▶ WORK ORDER
The lines of the records that include "filling" should all be copied.

*** Opening of RECORD EXCERPTS ***

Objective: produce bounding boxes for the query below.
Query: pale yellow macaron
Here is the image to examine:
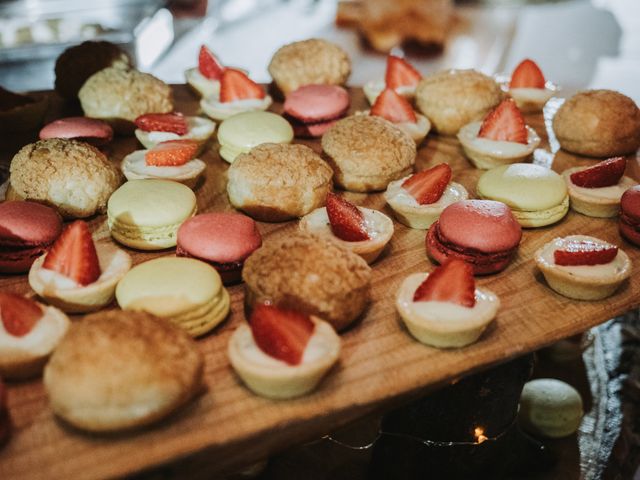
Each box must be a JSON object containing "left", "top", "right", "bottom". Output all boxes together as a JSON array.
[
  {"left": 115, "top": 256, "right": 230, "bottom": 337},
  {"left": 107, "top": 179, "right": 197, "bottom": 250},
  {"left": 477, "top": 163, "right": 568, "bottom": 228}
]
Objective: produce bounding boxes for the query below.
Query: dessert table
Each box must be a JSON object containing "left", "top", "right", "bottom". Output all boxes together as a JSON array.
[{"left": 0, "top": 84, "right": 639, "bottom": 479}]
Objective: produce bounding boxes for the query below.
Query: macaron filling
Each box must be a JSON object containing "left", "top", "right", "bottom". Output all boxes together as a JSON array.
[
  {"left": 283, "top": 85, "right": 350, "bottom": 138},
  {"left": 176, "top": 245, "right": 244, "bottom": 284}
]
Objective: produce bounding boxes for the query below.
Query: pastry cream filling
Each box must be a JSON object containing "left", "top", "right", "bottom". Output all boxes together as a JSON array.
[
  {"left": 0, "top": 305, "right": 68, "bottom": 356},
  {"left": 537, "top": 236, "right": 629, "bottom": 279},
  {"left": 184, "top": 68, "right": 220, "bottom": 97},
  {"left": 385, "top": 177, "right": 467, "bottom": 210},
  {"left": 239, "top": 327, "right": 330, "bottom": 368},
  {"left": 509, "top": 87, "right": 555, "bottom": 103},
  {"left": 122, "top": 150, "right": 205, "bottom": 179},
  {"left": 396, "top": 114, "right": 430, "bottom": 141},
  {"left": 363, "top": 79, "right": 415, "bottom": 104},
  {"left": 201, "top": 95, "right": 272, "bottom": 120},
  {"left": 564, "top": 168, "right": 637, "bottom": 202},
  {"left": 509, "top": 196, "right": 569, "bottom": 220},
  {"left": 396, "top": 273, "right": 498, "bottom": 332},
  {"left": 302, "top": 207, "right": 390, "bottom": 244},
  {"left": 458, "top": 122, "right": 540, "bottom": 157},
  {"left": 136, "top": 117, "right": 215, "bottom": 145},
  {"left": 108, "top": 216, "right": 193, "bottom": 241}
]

*** Close of RECORD EXCERPTS ***
*** Opening of RECORD EXCERPTS ***

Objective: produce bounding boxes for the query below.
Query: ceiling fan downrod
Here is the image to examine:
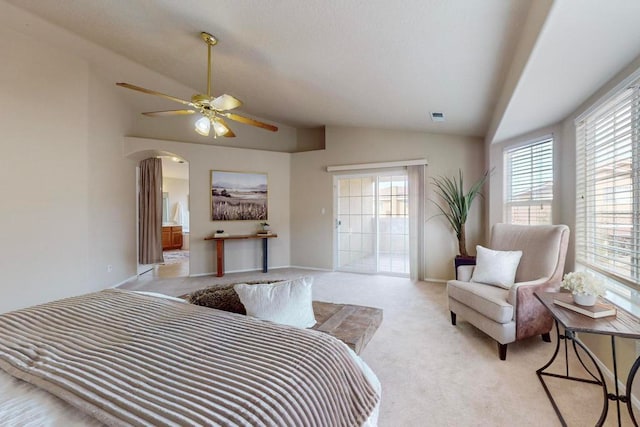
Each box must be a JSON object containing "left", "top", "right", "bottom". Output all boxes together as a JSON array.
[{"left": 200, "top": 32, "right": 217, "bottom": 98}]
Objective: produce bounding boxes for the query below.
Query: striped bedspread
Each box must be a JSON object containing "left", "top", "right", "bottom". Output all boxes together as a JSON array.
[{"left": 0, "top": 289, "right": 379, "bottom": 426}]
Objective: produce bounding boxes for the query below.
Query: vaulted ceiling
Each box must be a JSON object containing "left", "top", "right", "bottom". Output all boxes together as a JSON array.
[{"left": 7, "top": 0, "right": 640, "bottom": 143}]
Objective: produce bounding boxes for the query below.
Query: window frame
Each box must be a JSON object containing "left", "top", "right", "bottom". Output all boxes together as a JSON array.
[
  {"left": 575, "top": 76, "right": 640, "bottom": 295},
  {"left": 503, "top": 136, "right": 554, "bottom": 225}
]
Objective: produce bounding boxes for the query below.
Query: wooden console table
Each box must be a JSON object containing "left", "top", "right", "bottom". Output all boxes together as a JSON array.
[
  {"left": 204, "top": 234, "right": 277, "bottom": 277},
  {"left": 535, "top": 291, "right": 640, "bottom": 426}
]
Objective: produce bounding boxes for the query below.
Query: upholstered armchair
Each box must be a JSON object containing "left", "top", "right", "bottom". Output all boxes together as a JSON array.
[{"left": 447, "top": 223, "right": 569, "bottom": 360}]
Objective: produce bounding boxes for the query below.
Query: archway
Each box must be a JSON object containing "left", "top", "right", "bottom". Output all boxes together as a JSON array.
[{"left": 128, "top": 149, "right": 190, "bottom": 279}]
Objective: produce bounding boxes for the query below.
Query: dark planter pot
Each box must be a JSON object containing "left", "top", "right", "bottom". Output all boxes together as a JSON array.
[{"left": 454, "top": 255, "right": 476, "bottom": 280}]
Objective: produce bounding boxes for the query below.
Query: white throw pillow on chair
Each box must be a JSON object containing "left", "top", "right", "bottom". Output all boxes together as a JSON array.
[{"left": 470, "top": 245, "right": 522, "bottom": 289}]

*** Close of RECORD EXCERPTS ***

▶ SOLUTION TO THIS TASK
Query: macaron filling
Query: pastry cream filling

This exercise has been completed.